Descripción del ejercicio ->
Escribe cómo sigue la conversación sobre los medios de comunicación y los sindicatos, a partir de la última intervención.

Fragmento de página ->
● ● ● ●

O. P: Los medios de comunicación no han cambiado a la humanidad. Su acción se ejerce sobre gente predispuesta y ya receptiva. A la misma gente que en tiempo de los romanos iba a ver a los gladiadores.

R. N: Sin embargo, es esa misma gente la que se queja de los medios de comunicación. En los Estados Unidos, los medios le dan a la gente lo que la gente desea. A los anunciantes les encanta patrocinar programas de televisión, muy populares.

E. K: De modo que usted no cree que la publicidad crea necesidades artificiales...

E. K: ¿Pero a su juicio no hay momentos de la historia en que los sindicatos tienen una función positiva?

O. P: Los sindicatos defienden a los trabajadores ...

E. K: Bueno, digamos que esto no siempre es cierto.

R. N: Octavio Paz es una de las personas más escépticas que he conocido en cuanto a las opiniones de moda. Es tranquilizador ver que, cuando menos en un área, se ha tragado la opinión general sin pensarlo. El tema de los sindicatos tiene dos aspectos. Uno es si benefician a sus propios miembros, y el otro si benefician a los trabajadores en general. No existe una demostración empírica, cuando menos en los Estados U nidos, de que los salarios de los trabajadores sean más altos gracias a los sindicatos. En cambio excluyen a otros trabajadores ― que suelen ser más pobres ― de algunas oportunidades: uno tiene que ser miembro del sindicato para poder ser empleado y no siempre es tan sencillo ser miembro de un sindicato. El derecho de ser miembro de un sindicato es como el derecho de propiedad: pasa, como una herencia, de padre a hijo.

O. P: Yo pensaba, más bien, en el siglo pasado. Después de todo, Marx no inventó los informes de los inspectores de las fábricas inglesas, donde se muestra que la condición de los trabajadores era espantosa.

● ● ● ●

Contenido de datos ->
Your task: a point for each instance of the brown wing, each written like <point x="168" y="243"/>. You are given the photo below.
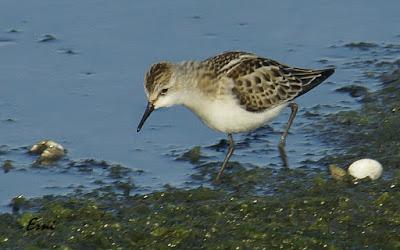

● ● ● ●

Respuesta ->
E. K: ¿Qué piensa usted de la explotación? ¿Para usted no existe esa palabra?

R. N:. Dado que se funda en la teoría del valor como trabajo, creo que es un concepto vacío, porque la teoría es vacía e inadecuada. Según entiendo, existe una controversia entre los historiadores acerca de la situación de los trabajadores durante la Revolución Industrial. No sólo sobre sus condiciones sino sobre esas condiciones en relación con las condiciones del lugar de donde provenían.

O. P: Creo que, en el fondo, mis objeciones se deben a que usted no considera el contexto histórico real. Por otra parte, la idea de la armonía social no fue, en el pasado, sino un aspecto de la visión de la armonía cósmica. Esto es algo que echo de menos en la actitud moderna frente a la sociedad y la política. Hay una tradición muy antigua, que va desde Platón hasta Fourier, que vio en la armonía de las estrellas el modelo de la armonía de la sociedad.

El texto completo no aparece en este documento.